**Stated task**
Take all the material and copy it exactly.

[Coordinate annotation entries]
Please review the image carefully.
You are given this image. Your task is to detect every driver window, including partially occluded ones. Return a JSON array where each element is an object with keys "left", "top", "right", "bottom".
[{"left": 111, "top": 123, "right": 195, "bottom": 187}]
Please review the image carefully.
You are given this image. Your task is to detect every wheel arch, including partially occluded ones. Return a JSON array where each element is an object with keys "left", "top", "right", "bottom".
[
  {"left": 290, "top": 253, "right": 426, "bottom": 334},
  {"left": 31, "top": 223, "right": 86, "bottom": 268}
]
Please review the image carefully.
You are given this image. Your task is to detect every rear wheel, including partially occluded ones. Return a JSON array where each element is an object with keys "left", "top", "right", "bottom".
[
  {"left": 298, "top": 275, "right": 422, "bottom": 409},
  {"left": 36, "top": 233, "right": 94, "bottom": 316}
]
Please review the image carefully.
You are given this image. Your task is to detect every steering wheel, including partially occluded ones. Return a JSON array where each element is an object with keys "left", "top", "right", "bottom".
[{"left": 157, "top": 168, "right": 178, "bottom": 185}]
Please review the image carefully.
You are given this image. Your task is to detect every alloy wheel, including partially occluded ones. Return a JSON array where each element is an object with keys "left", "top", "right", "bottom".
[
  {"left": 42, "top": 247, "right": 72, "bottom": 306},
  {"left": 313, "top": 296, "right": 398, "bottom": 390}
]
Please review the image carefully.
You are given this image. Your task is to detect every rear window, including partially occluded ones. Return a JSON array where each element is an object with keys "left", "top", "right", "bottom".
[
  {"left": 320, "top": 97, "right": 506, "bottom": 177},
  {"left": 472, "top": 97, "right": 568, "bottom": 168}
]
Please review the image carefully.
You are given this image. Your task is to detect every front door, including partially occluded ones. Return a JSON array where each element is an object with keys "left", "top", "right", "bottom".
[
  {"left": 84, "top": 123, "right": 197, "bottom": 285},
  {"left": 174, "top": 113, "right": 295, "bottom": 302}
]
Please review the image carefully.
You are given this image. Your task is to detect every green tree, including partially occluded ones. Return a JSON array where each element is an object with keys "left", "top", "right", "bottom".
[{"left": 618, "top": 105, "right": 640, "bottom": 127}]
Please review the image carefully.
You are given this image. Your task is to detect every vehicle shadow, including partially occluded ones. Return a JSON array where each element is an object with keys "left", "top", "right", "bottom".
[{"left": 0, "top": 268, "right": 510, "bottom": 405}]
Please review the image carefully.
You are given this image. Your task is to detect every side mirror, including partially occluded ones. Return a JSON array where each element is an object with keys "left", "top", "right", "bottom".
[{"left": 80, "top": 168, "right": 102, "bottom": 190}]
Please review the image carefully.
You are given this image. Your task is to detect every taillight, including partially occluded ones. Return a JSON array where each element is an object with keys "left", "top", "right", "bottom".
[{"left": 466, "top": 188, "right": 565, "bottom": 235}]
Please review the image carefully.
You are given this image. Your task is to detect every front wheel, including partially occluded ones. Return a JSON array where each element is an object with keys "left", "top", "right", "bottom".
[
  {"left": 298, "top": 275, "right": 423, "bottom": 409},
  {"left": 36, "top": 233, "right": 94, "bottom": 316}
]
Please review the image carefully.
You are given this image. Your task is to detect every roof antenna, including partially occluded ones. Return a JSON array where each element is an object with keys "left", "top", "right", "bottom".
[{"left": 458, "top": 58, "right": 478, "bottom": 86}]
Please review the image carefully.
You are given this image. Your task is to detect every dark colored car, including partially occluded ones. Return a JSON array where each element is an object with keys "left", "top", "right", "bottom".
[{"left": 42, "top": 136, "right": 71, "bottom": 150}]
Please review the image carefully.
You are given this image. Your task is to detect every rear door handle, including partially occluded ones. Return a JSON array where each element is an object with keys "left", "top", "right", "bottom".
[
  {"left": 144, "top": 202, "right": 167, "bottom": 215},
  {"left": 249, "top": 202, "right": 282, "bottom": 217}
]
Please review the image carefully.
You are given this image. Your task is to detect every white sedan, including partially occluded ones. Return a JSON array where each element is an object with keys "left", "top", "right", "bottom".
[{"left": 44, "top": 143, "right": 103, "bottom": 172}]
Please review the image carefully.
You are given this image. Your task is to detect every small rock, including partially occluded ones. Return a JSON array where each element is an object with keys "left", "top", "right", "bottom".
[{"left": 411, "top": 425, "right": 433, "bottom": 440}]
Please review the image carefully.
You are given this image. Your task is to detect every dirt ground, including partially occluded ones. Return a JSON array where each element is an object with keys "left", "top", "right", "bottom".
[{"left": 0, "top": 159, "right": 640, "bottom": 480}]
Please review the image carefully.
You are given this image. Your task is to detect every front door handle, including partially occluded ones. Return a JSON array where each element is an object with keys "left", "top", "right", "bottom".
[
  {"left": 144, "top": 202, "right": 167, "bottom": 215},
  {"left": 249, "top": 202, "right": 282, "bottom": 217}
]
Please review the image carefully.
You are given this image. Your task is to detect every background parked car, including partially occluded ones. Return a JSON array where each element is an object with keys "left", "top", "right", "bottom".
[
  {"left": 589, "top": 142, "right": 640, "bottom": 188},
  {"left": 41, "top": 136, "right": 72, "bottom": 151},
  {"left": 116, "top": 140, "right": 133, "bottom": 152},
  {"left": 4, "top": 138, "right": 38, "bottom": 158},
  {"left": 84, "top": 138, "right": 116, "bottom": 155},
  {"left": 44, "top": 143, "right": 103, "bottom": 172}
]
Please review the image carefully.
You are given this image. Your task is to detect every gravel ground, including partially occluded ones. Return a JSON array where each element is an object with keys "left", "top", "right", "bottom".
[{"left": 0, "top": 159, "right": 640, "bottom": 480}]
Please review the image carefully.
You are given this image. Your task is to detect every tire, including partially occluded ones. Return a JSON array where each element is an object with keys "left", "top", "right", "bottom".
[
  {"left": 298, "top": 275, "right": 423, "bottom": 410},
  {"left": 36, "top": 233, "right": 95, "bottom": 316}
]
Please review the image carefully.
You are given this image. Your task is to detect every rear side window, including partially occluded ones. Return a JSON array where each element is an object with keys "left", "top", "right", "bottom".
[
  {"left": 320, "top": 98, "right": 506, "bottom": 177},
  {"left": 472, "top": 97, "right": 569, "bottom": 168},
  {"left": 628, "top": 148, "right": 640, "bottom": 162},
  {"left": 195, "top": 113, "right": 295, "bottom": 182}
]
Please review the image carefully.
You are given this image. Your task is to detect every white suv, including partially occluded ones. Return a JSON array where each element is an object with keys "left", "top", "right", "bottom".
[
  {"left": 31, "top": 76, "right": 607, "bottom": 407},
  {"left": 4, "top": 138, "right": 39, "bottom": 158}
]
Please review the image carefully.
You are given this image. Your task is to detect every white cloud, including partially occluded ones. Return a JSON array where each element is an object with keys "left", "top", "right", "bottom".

**Task answer**
Please review the image carefully.
You are given this image. Your task is to detect every driver window, including partially occluded ones. Return a JSON array where each element is an object with keys "left", "top", "right", "bottom".
[{"left": 111, "top": 123, "right": 195, "bottom": 187}]
Please review the image carefully.
You are given this image. Your task is to detect every wheel arch, including partially occluded ones. Return a JSON array where each element is an object with keys "left", "top", "right", "bottom".
[
  {"left": 290, "top": 253, "right": 426, "bottom": 334},
  {"left": 31, "top": 223, "right": 86, "bottom": 268}
]
Please review the image carefully.
You are given this image. Your task is to detect every rear wheel, including partially occluded ones. Return a JSON array where each element is an object with keys "left", "top", "right", "bottom".
[
  {"left": 298, "top": 275, "right": 422, "bottom": 409},
  {"left": 36, "top": 233, "right": 94, "bottom": 316}
]
Please review the image carefully.
You are given this image. Your task is to detect every steering wheel, including partially occluded ones. Return a JSON array where each element is an object with keys "left", "top", "right", "bottom".
[{"left": 157, "top": 168, "right": 178, "bottom": 185}]
Please review the image carefully.
You are given this image. Your task is to detect every alloy wheel, including partially occluded ones. Return a JSON array where each element is an object with keys "left", "top", "right", "bottom".
[
  {"left": 42, "top": 247, "right": 72, "bottom": 306},
  {"left": 313, "top": 296, "right": 398, "bottom": 390}
]
Please review the image carefully.
You are given this image. Your task is to detect every rear window, including partially occluded ones. Return a JSON array where each element is an object with keys "left", "top", "right", "bottom".
[
  {"left": 320, "top": 97, "right": 506, "bottom": 177},
  {"left": 472, "top": 97, "right": 568, "bottom": 168}
]
Please review the image carefully.
You are given this image. Your task is to detect every front door, including partially occluded ones. Return a JSON array where each element is an object with keys "left", "top", "right", "bottom".
[
  {"left": 84, "top": 123, "right": 197, "bottom": 285},
  {"left": 174, "top": 113, "right": 295, "bottom": 302}
]
Please review the image carefully.
You are given this image. Your task is to detect every green tree, including partially occluded ones. Return a JSON array where each element is an object with keys "left", "top", "right", "bottom".
[{"left": 618, "top": 105, "right": 640, "bottom": 127}]
Please review the image carefully.
You are given this image. Your task is to detect every vehicle shadow, including partially occluded ones. Return a JSON array where each element is an object with keys "left", "top", "right", "bottom".
[{"left": 0, "top": 268, "right": 510, "bottom": 405}]
Please review the image carefully.
You are given this image. Your task is to detect every side mirror, including partially occluded ones. Return a JSON array where each element is an object with keys "left", "top", "right", "bottom".
[{"left": 80, "top": 168, "right": 102, "bottom": 190}]
Please review the image carefully.
You are given this image. Your task is to detect every taillight, including partially occluded ones. Return a JSON array where each element is an object with keys "left", "top", "right", "bottom".
[{"left": 466, "top": 188, "right": 565, "bottom": 235}]
Please review the image carefully.
You are given this image. Your task is to detect every front wheel, including partially occluded ones. Return a JSON array where each element is an object with keys "left", "top", "right", "bottom".
[
  {"left": 298, "top": 275, "right": 423, "bottom": 409},
  {"left": 36, "top": 233, "right": 94, "bottom": 316}
]
Please review the image carefully.
You are given this image. Your task is to detect every roof antenna, including partially occluded ones. Return a JSON array where each element is an object with keys "left", "top", "right", "bottom".
[{"left": 458, "top": 58, "right": 478, "bottom": 86}]
Please review the image carefully.
You are given this image. Your task is to detect every dark colored car, including partially occluded ones. Return a JSON array where each element is an object with keys "left", "top", "right", "bottom".
[{"left": 42, "top": 136, "right": 71, "bottom": 150}]
Please review the image carefully.
You are given this image. Your task is to detect every rear door handle, including partially occluded ones. Return a JSON array where each element is an object with keys "left", "top", "right", "bottom".
[
  {"left": 144, "top": 202, "right": 167, "bottom": 215},
  {"left": 249, "top": 202, "right": 282, "bottom": 217}
]
Please review the image carefully.
You are given this image. Your task is to detect every white sedan, including partially occluded ones. Return a JSON array where each element is an object with keys "left", "top", "right", "bottom".
[{"left": 44, "top": 143, "right": 103, "bottom": 172}]
Please review the image carefully.
You are given this image. Your task is to detect every small rock, including partially occluded ones. Return a JSON array where each element is an object with keys "left", "top", "right", "bottom".
[{"left": 411, "top": 425, "right": 433, "bottom": 440}]
Please review the image carefully.
You are given this image. Your task is to detect every dirt ground, including partially occluded ones. Return a JSON array where each element is an object with keys "left", "top", "right", "bottom".
[{"left": 0, "top": 159, "right": 640, "bottom": 480}]
Please review the image carefully.
You are given this image. Your task is to detect every front door handle, including partially occluded ones. Return a JSON array where each element is an object with keys "left", "top", "right", "bottom".
[
  {"left": 144, "top": 202, "right": 167, "bottom": 215},
  {"left": 249, "top": 202, "right": 282, "bottom": 217}
]
Please review the image carefully.
You are given this image. Your task is to detect every background parked car, including partially occluded ones. Return a JSON array where each element is an object with keys "left", "top", "right", "bottom".
[
  {"left": 589, "top": 142, "right": 640, "bottom": 188},
  {"left": 41, "top": 136, "right": 72, "bottom": 151},
  {"left": 116, "top": 140, "right": 133, "bottom": 152},
  {"left": 4, "top": 138, "right": 38, "bottom": 158},
  {"left": 84, "top": 138, "right": 116, "bottom": 155},
  {"left": 44, "top": 143, "right": 103, "bottom": 172}
]
Please review the image carefully.
You are given this image. Your task is to detect every gravel ground, including partially occluded ones. Return a JSON array where each element is an object with keys "left", "top", "right", "bottom".
[{"left": 0, "top": 159, "right": 640, "bottom": 480}]
Please review the image carefully.
You are given this image. Your task is to detect every tire, including partially occluded ones. Return a JSON array where each element is an object with keys "left", "top", "right", "bottom".
[
  {"left": 298, "top": 275, "right": 423, "bottom": 410},
  {"left": 36, "top": 233, "right": 95, "bottom": 316}
]
Please review the image carefully.
You are given this image. Your task is to detect every rear side window, including partially occluded ones. Return a JSON array where each element is an object with keys "left", "top", "right", "bottom".
[
  {"left": 320, "top": 98, "right": 506, "bottom": 177},
  {"left": 472, "top": 97, "right": 569, "bottom": 168},
  {"left": 628, "top": 148, "right": 640, "bottom": 162},
  {"left": 195, "top": 113, "right": 295, "bottom": 182}
]
Please review the image carefully.
You are given this image. Your task is to detect every white suv, including partially occluded ones. Return a JSON array where each element is an object with keys "left", "top", "right", "bottom".
[
  {"left": 31, "top": 76, "right": 607, "bottom": 407},
  {"left": 4, "top": 138, "right": 39, "bottom": 158}
]
Please review the image carefully.
You are given this image. Your task is to detect every white cloud, including partially occluded ones. Return a JSON array where each element is an object with keys "left", "top", "right", "bottom".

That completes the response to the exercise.